Print every one of the entries below word for word, changing nothing.
Extracted material start
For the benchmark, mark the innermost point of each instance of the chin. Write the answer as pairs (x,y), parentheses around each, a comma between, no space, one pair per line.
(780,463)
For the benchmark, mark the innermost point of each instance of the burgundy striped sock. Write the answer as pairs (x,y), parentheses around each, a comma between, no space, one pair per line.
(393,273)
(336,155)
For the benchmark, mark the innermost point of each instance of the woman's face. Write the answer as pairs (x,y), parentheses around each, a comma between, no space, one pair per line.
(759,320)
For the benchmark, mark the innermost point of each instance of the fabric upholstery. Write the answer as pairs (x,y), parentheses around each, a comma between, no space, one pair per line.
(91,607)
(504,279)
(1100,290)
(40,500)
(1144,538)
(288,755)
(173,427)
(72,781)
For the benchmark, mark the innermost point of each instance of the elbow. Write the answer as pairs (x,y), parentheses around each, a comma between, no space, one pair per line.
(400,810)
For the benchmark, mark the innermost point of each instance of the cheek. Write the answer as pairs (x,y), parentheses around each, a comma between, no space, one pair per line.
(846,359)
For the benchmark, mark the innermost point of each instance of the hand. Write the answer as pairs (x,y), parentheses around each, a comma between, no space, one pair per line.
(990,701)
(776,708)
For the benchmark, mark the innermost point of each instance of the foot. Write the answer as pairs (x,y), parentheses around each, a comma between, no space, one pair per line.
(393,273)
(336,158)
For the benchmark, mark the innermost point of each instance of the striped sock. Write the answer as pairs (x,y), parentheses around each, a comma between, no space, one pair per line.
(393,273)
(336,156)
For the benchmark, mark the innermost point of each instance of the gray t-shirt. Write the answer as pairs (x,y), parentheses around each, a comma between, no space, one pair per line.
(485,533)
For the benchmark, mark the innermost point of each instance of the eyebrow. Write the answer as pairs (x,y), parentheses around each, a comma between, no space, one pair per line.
Extracted material end
Output =>
For the benchmark, mark the innermost point of each instance of the chin. Write the answer as pairs (x,y), parentheses around each, a comma between, no space, one pair per line.
(780,463)
For the benchmark, mark the innermost point of each instance of the burgundy striped sock. Write the answer as pairs (x,y), parentheses around each, a comma between, no space, one pair per line.
(393,273)
(336,155)
For the benchmark, mark the innermost point of each instance of the woman's face. Write the answer as pairs (x,y), parentheses around each, a comma between, no space, one pair per line.
(759,320)
For the benchmark, mark the innermost point of each instance of the fabric upholstery. Write the answer as pairs (x,y), parentheses around each, a comma between, no space, one pair per line.
(91,607)
(504,279)
(1100,290)
(40,500)
(1144,538)
(288,755)
(173,427)
(72,781)
For the benchmark, mark the innermost point of each instance of the elbow. Write the answer as pairs (x,y), parentheses around each, a comma between, no space, one pair per line.
(400,810)
For the benchmark, mark the innermost point of each instance of the cheek. Write the answer as pairs (x,y), parentheses around each, a comma between, no space, one pair per line.
(846,359)
For the benchmark, mark the innermost point of each instance of the hand. Write the answer as pairs (x,y), parentheses around each, a comma between, no space, one pair per line.
(990,701)
(776,708)
For the benchmark, mark the innermost point of each instance of the foot. Write the answer as pairs (x,y), parentheses around each, a comma between, no space, one pair per line.
(393,273)
(336,158)
For the benchmark, mark the innermost point of each instance of the striped sock. Write the answer as pairs (x,y), parentheses around each, a comma between, no space, one pair per line.
(393,273)
(336,156)
For the benchmark, mark the innermost point of each instance of the gray t-shirt. Write the answer as pairs (x,y), parentheses around each, a comma between, no space, one pair per line.
(485,533)
For the benchmark, mark the innermost point of each instance of the eyebrow. Write the answer as pairs (x,y), parentheses around each, a comma between, no space, one pair per line.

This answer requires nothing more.